▸ **Supplied entries**

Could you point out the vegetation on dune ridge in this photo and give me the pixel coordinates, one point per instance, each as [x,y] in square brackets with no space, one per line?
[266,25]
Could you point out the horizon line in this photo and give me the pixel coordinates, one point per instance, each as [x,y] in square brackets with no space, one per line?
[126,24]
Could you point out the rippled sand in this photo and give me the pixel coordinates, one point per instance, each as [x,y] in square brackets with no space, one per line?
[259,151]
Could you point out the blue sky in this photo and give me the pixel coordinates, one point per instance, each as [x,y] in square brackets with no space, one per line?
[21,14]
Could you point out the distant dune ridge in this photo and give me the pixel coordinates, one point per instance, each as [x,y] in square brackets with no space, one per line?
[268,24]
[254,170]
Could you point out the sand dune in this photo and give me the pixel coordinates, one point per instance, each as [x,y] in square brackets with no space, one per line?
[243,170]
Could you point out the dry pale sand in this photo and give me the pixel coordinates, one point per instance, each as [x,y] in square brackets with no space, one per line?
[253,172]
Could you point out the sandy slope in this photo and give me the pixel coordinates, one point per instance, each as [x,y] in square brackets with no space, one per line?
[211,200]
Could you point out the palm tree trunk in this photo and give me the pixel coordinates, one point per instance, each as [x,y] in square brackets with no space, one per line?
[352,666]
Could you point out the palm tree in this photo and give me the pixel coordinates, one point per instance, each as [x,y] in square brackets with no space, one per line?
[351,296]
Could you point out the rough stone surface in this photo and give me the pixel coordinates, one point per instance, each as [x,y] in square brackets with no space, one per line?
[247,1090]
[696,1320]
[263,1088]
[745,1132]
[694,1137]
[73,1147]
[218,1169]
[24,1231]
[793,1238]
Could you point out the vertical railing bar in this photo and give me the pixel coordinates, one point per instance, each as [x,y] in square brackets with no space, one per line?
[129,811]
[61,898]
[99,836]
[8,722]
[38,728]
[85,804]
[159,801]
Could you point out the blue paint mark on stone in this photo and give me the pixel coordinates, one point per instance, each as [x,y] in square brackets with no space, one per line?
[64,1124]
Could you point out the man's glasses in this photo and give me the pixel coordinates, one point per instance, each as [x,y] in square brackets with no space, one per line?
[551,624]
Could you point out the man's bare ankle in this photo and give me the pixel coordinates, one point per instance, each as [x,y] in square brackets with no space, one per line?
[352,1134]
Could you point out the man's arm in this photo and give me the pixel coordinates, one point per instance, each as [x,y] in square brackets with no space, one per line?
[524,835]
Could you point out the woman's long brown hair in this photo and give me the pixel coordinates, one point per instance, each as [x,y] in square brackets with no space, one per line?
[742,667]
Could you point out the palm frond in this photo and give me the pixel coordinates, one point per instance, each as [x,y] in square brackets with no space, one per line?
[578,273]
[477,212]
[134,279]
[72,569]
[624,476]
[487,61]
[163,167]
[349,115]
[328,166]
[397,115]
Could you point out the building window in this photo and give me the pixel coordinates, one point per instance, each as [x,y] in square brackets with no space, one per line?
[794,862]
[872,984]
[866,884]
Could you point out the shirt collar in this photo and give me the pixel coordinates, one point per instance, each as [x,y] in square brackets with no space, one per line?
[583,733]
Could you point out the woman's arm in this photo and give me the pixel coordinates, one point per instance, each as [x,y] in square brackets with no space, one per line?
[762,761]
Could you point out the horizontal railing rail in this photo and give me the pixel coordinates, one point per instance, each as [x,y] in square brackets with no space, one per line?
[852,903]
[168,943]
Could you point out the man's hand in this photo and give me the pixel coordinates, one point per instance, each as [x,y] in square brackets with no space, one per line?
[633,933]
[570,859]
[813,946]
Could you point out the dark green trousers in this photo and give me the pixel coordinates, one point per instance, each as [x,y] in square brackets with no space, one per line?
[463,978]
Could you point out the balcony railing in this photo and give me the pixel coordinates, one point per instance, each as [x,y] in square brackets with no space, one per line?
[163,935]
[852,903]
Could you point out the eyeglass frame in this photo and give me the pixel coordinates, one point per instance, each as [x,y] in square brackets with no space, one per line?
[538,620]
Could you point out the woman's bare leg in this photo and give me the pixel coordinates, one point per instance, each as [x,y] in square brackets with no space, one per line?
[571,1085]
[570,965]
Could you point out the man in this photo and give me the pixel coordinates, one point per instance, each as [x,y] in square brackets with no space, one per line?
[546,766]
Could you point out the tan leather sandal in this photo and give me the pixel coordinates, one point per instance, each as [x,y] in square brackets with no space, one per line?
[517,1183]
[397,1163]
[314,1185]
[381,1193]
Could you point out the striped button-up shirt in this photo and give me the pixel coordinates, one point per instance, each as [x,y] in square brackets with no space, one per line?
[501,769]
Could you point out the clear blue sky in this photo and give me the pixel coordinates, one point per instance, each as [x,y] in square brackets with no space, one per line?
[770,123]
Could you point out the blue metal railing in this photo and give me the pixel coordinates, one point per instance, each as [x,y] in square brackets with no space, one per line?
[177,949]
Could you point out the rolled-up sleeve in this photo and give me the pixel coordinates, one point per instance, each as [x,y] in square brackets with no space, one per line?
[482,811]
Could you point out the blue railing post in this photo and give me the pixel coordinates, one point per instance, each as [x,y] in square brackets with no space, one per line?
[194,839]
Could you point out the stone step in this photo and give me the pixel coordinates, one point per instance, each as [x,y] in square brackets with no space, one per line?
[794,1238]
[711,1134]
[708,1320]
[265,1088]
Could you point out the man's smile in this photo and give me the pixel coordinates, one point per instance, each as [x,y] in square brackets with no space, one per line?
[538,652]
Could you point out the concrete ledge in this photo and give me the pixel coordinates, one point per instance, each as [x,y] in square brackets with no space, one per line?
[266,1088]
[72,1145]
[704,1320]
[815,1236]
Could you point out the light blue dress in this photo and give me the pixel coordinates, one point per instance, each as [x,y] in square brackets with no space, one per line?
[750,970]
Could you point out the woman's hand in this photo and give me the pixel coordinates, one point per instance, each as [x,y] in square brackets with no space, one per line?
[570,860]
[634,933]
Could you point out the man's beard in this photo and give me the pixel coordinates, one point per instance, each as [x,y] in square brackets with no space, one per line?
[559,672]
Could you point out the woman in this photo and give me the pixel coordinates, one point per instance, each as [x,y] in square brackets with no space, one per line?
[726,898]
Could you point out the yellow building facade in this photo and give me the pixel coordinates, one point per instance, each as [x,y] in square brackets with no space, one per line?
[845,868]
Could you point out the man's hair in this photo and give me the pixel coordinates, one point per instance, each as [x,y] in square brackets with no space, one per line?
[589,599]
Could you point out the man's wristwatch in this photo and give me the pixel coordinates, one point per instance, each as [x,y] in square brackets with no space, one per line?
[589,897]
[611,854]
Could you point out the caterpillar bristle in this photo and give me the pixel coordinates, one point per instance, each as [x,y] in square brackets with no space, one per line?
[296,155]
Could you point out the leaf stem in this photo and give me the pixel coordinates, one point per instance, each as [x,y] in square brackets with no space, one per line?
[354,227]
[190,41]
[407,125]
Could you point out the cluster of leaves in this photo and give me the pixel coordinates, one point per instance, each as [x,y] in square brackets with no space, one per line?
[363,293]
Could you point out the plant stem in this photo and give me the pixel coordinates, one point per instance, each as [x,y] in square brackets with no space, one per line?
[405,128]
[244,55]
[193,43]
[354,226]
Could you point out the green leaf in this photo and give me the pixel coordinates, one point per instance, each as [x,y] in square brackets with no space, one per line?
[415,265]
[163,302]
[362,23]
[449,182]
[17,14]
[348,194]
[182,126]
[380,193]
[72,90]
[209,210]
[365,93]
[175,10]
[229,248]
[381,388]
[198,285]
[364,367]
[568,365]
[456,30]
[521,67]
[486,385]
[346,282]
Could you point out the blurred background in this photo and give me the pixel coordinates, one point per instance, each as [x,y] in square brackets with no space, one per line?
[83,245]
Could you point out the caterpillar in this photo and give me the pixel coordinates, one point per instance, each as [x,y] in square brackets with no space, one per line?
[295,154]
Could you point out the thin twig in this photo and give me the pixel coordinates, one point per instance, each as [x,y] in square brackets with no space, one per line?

▸ **What this task involves**
Type out exactly the span of lines from the one with "Could you point out the caterpillar in" to the end of the material above, counting both end lines, and nothing else.

▸ **Response**
Could you point out the caterpillar in this photo and give me the pixel coordinates, one point per instance, each as [x,y] in square brackets with no space, one per line?
[295,154]
Could you point out the thin twig in this photo and give me the pixel coordinates, one point per instance, each as [x,y] in square brackets with no space, one per line?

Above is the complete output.